GIVEN PROBLEM 1: Report each line in the records that contains the word "truck".
GIVEN PROBLEM 2: Write the next part of the networking lecture notes, starting after their final sentence.

PAGE TEXT:

Networking protocols and architectures for IIoT and Cyber Physical Systems

Prof. Stefano Giordano

We cannot use the telephone network also for computers network because we need to move from analog to digital. We moved circuit switching (electro-mechanical switching) to packet switching (by software), circuit switching is the best when we have constant bit rate source.

However, computer to computer communication is variable bit rate source, we have peaks and the average data rate is low, from here comes the need for packets switching.

Time Division Multiplexing (TDM) is not adaptive since slots are allocated even for silent transmission.

Telephony communication doesn’t have constant bit rate, for this reason later on, digitization started where silence is not transmitted. This came 60 years later using Voice over IP (VoIP).

Frequency Division Multiplexing (FDM) introduces the statistical multiplexing where silence is not transmitted → more adaptive (but it guarantee no reliability).

However, behind this scheme there is the problem of congestion.

Internet never provide end-to-end QoS, since configuring routers to guarantee QoS is much harder.

For this reason 90% of traffic over Internet are managed by TCP (enabling re-transmission), only 10% use UDP.

Connecting computers introduced three main services: sharing files, sending emails, remote control. But these services were considered useless until internet browser was invented because nobody wanted the service to be stacked to the operating system.

The internet is the virtualization, it is the way of moving the containers which are the IP packets, there is no technology → we cannot compare 5g and internet.

IP on everything and everything over IP

“IP on everything” is true, however “everything over IP” is not true, some applications require strict quality of service. TCP/IP can be avoided in many application.

Now the Internet has 8000 protocols (ICMP, SIP, SNMP…)

The Internet is one global infrastructure, using the terms Internet of Drones, Internet of Senses… is counter the philosophy.

Smart dust by prof Kristofer Pister → wireless sensor, but it is more than that, so the best name is “motes”.


The challenge of integration: reliability, security, performances (including power consumption) → arises when we have compound applications.

Software Defined Networking (SDN)

Key aspects of the paradigm shift in telecommunications:

  • Open

  • Programmable

  • Virtualized

  • Data Driven

  • Autonomous

  • Self-healing

Network Agility and Policies:

  • Network agility can be defined as the speed at which a network can adapt to change while maintaining
    resiliency, security, and management simplicity.

  • Network policy is a collection of rules that govern the behaviors of network devices.

Tactile Internet: A network or network of networks for remotely accessing, perceiving, manipulating or
controlling real or virtual objects or processes in perceived real time by humans or machines.

One of the good points of Lora is the ability to configure a spreading function.

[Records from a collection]

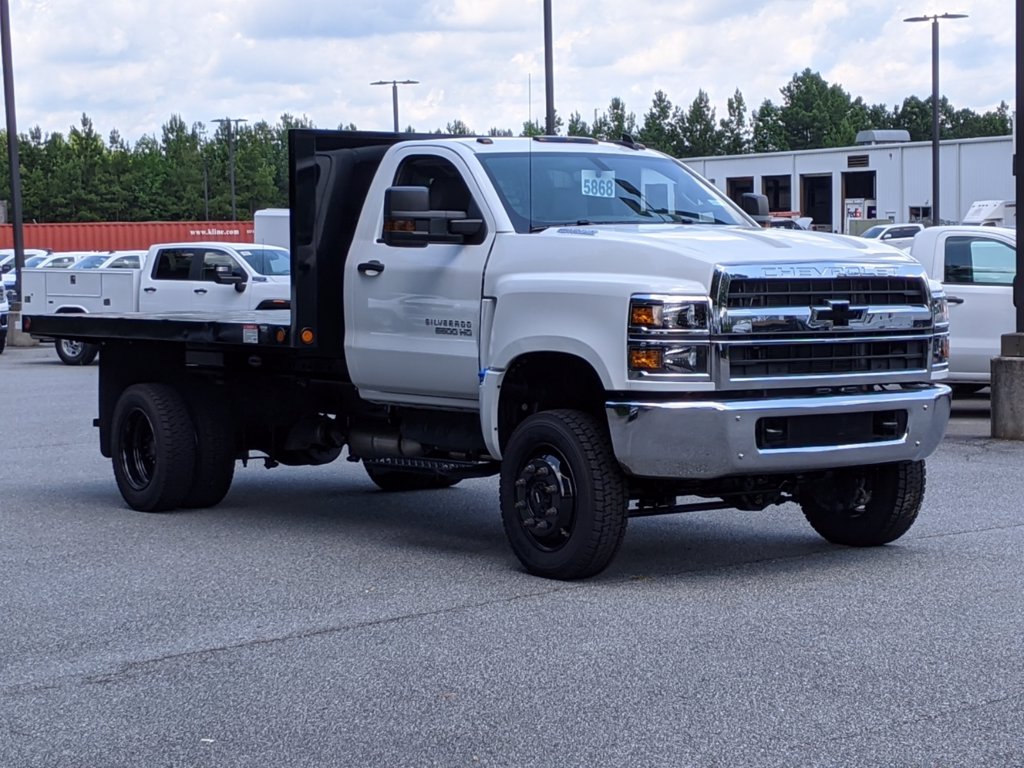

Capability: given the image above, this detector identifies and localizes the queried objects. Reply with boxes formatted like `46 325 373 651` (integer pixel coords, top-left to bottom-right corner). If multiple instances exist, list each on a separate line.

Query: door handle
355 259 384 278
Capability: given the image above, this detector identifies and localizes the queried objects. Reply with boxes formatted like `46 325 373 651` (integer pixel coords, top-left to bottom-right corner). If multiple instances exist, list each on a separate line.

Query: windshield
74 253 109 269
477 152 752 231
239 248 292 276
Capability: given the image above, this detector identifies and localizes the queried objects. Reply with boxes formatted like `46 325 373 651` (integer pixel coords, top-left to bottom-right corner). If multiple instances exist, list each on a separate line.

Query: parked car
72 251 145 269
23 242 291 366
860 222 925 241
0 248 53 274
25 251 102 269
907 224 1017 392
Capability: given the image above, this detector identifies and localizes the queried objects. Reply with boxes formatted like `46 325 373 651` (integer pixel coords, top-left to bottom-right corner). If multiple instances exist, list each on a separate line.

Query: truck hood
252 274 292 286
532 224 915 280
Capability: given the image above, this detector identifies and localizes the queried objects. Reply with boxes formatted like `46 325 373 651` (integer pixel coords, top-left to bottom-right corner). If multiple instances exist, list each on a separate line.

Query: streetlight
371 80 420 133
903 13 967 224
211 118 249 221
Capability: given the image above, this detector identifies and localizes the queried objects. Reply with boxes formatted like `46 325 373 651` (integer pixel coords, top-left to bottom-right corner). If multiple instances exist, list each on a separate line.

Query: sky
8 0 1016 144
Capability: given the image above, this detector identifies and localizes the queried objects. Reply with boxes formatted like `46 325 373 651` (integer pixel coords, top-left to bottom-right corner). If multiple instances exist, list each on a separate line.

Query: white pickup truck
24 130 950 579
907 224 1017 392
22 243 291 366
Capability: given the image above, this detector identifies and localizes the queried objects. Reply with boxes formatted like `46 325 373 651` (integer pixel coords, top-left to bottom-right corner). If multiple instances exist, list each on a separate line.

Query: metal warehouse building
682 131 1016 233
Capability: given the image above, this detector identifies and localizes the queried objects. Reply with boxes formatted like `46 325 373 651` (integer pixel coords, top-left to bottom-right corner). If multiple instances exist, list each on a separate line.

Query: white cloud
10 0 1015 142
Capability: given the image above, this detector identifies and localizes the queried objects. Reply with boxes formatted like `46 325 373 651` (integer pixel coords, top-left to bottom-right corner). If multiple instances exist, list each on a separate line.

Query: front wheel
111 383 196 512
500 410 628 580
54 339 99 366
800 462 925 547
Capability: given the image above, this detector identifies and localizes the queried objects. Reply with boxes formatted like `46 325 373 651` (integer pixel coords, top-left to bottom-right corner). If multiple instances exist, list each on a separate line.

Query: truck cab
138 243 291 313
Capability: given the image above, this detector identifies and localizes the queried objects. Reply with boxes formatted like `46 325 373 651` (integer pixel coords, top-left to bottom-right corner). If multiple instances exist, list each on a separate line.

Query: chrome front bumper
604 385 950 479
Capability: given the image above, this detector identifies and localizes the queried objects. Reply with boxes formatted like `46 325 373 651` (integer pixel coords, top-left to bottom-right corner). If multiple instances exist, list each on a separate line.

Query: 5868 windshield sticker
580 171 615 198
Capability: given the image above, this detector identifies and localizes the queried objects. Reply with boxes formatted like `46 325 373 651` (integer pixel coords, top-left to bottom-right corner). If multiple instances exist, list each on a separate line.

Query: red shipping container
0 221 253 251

==

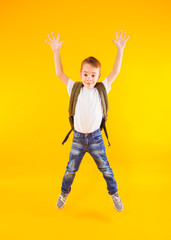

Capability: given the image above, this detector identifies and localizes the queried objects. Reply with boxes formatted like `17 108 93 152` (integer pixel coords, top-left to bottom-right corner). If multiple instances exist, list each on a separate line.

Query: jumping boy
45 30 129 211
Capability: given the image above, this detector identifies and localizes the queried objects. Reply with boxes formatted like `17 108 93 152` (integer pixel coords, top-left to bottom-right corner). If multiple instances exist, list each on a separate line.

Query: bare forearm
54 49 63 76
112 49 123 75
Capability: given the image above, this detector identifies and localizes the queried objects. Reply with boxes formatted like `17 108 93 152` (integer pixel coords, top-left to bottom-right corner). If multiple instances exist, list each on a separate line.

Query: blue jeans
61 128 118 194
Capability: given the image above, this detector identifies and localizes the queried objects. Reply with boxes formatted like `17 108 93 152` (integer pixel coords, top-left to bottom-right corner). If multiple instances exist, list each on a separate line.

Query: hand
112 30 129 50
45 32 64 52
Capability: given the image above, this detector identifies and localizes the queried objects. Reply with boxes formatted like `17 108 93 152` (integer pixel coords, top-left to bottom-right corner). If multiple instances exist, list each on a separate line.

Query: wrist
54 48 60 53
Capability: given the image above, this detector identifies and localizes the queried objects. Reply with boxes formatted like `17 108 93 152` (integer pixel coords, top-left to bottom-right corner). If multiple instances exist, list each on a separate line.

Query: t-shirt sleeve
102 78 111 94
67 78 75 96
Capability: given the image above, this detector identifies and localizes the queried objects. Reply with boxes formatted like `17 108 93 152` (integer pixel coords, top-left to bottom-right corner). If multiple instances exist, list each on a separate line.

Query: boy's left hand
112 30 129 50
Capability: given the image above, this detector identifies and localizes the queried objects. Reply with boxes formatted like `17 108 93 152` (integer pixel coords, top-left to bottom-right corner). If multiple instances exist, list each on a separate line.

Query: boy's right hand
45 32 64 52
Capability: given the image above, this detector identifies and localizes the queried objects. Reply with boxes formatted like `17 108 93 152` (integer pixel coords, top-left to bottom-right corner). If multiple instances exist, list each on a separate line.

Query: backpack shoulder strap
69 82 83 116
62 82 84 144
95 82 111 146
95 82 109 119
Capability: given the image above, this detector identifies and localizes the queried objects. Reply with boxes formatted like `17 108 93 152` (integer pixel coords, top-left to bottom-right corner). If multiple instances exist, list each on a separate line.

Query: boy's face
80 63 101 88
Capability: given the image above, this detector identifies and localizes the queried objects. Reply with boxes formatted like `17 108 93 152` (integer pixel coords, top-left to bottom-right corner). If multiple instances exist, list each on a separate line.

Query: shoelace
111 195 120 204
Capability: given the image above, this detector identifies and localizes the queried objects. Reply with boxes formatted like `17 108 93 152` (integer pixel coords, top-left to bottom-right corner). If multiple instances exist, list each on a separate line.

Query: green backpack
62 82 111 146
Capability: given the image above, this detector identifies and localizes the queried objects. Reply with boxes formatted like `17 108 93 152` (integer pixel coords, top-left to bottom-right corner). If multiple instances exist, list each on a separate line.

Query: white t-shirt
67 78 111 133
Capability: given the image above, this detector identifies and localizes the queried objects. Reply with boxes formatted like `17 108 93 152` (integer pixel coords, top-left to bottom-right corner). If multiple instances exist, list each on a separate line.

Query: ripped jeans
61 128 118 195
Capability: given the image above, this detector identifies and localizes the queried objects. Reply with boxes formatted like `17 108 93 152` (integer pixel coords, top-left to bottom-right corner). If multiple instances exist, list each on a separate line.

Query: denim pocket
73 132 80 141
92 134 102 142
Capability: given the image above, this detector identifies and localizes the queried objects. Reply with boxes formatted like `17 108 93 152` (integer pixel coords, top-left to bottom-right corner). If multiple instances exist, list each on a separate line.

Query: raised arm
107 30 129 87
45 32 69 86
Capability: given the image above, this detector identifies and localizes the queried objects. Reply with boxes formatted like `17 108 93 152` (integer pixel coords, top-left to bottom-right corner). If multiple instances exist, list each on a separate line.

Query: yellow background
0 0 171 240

WRITTEN ANSWER 1:
Query: truck hood
Query: white pickup truck
Query: truck cab

WRITTEN ANSWER 2:
Web of Things: architectures, protocols and platforms for IoT applications

Prof. Enzo Mingozzi

Outline:

  • Vertical vs. horizontal solutions

  • Web of Things

    • CoAP protocol

    • MQTT

  • Data interoperability

  • IoT platforms

IoT vertical solutions:

The different about smart grids is that energy cannot be stored and delivered, it should be delivered immediately.

Smart meters work on controlling the non-essential load to fit the overall generation profile.

Different vertical solutions:

  • smart grid

  • smart metering

  • smart home

  • smart thermostats

  • connected E-health

  • smart cities

  • smart parking

  • payment for EV charging

IoT horizontal solutions:

where interoperability can be achieved through IoT platform and IoT network standards!

but also new challenges
• Scale
– Number of nodes in the system
– Amount of data generated by each node
• Diversity of applications
• Diversity of communication technologies
– Potentially lossy if wireless
• Interoperability
• Low-power consumption
• Lifetime
• Cross-layer optimization
• Location-awareness

Web of Things offers the solution for horizontal solutions

How to achieve interoperability?

IPv6 based solutions:

• IETF (6LowPAN, RPL, 6Lo, …)
– Supported by the IPSO Alliance (now part of the OMA SpecWorks)
• Thread Open Standard

World Wide Web

Identification: A Uniform Resource Identifier (URI) “is a compact string of characters for identifying an abstract or physical resource”. It can be a name or an address.

Data exchange: Hypertext Transfer Protocol (HTTP) “… is an application-level protocol for distributed,
collaborative, hypermedia information systems”.

Data encoding: HyperText Markup Language (HTML), HTML is ok for data presentation but Not ok for application data encoding → XML is suitable

Constrained Application Protocol (CoAP)

Reliability is optional, CoAP Async Messages is available to offer a simplified TCP instead of UDP if needed.

CoAP Request/Response has the same model as HTTP (client/server)

The smallest CoAP message can be as small as 4 bytes.

Message Queue Telemetry Transport (MQTT): not suitable for constrained devices.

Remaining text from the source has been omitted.